BEGIN Source excerpt

The Guangdong National Language Regulations () is a set of laws enacted by the Guangdong provincial government in the People's Republic of China in 2012 to promote the use of Standard Mandarin Chinese in broadcast and print media at the expense of the local Chinese varieties of Cantonese, Hakka and Teochew. It has also been labelled a "pro-Mandarin, anti-Cantonese" legislation (). The law was signed and came into effect on 1 March 2012.

Ban
The regulations require the entire Guangdong province to broadcast in Pǔtōnghuà Mandarin. Dialect programs and channels can be broadcast if approved by the national or provincial government. In addition, signs of service stores are to be written in simplified Chinese except when in historical sites, pre-registered logos and other exceptions or as approved by state.

Guangdong Governor Zhu Xiaodan signed and set the date of the law to take effect on 1 March 2012.  The requirement forces all government workers, teachers, conference holders, broadcasters, and TV staff to use Mandarin only. All state-run items involving brands, seals, documents, websites, signs, and trade names are not to use Traditional Chinese characters or Variant Chinese characters.  People who do not follow the law will be punished accordingly, as the new law is mandatory.

END Source excerpt
BEGIN Given information

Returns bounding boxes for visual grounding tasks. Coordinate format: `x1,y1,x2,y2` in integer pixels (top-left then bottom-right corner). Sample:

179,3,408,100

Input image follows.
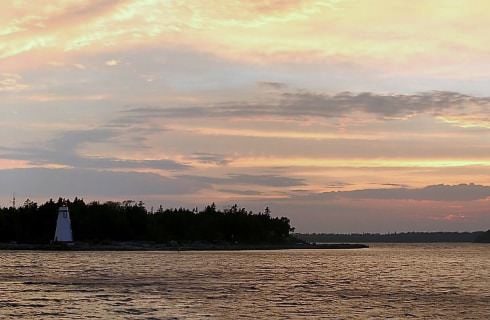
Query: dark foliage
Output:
294,231,482,243
475,230,490,243
0,198,293,243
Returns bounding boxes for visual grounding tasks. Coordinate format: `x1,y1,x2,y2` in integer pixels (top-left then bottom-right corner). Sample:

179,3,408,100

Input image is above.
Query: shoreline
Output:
0,242,369,251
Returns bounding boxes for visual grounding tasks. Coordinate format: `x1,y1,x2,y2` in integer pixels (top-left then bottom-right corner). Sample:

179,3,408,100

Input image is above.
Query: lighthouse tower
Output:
54,206,73,242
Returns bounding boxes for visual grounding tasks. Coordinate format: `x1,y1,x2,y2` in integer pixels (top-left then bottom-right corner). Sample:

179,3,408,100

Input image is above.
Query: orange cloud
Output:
0,0,490,76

END Given information

■ Problems to solve:
A) In the Guangdong language regulations text, copy the passage that begins at the words "The Guangdong National" and stops after the words "into effect on 1 March 2012.".
B) According to the Guangdong language regulations text, who signed the law and set the date it would take effect?
C) According to the Guangdong language regulations text, why will people who do not follow the law be punished?
Use only the Guangdong language regulations text to complete this work; the material plays no part.

■ Exercise responses:
A)
The Guangdong National Language Regulations () is a set of laws enacted by the Guangdong provincial government in the People's Republic of China in 2012 to promote the use of Standard Mandarin Chinese in broadcast and print media at the expense of the local Chinese varieties of Cantonese, Hakka and Teochew. It has also been labelled a "pro-Mandarin, anti-Cantonese" legislation (). The law was signed and came into effect on 1 March 2012.

B) Guangdong Governor Zhu Xiaodan.

C) They will be punished because the new law is mandatory.